START Input material
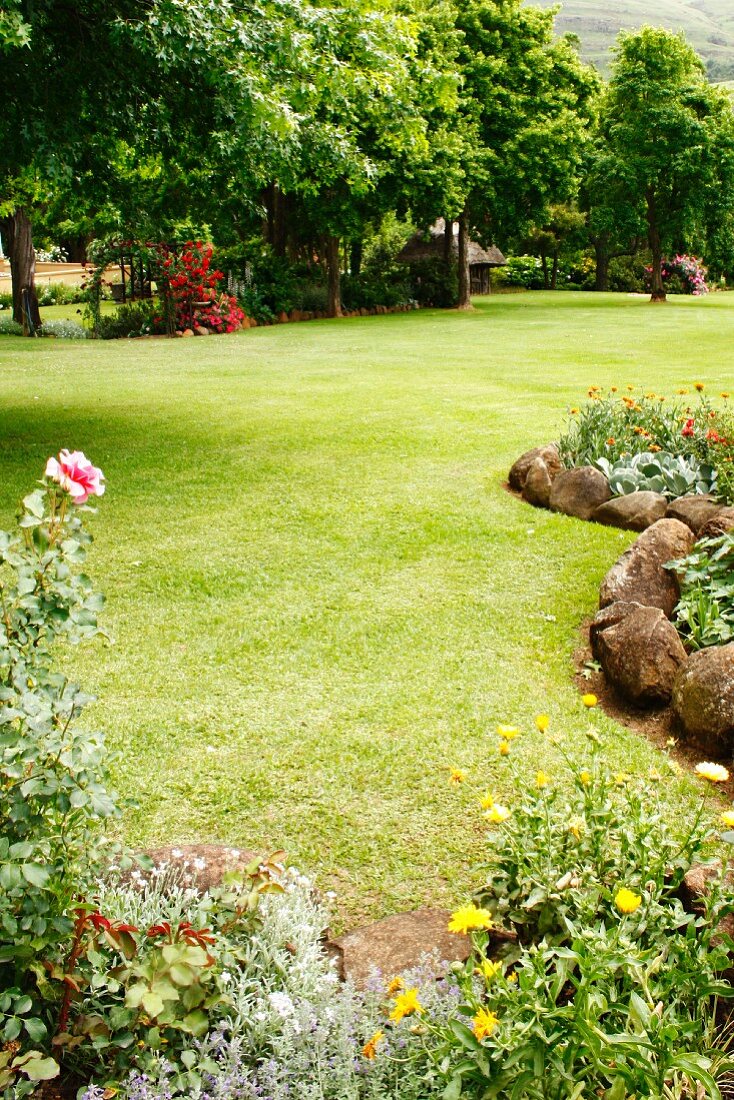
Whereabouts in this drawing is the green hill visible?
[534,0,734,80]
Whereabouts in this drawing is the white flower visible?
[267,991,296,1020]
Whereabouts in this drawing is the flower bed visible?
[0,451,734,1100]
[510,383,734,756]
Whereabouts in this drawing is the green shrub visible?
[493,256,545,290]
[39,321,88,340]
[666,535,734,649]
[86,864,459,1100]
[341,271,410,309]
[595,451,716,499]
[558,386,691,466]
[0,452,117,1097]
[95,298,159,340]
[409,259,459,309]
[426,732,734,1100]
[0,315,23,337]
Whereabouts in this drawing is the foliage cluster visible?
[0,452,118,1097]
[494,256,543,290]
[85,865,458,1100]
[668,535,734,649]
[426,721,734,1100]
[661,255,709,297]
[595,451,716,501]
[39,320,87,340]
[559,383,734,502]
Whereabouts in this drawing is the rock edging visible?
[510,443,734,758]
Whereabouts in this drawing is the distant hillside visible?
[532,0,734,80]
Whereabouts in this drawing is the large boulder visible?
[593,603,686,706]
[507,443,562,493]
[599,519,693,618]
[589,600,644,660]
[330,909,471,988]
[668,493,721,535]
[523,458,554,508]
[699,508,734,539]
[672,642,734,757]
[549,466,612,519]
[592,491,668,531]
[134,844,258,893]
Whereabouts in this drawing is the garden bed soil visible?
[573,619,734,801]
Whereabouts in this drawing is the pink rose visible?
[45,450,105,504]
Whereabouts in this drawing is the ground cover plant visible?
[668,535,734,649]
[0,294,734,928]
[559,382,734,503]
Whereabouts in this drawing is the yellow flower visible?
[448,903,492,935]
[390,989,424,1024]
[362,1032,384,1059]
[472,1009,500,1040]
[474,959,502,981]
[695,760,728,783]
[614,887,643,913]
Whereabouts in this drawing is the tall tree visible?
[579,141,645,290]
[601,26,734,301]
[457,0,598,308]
END Input material
■ Written task ■
Reproduce the lines from the one holding "Whereabouts in this drawing is the tall" through the end of the records, inclusive, keeping the requests, and raise every bounding-box coordinate in the answers by 34.

■ Answer in full ■
Whereabouts in this drawing is the tall tree visible?
[613,175,679,324]
[635,60,768,335]
[491,34,632,342]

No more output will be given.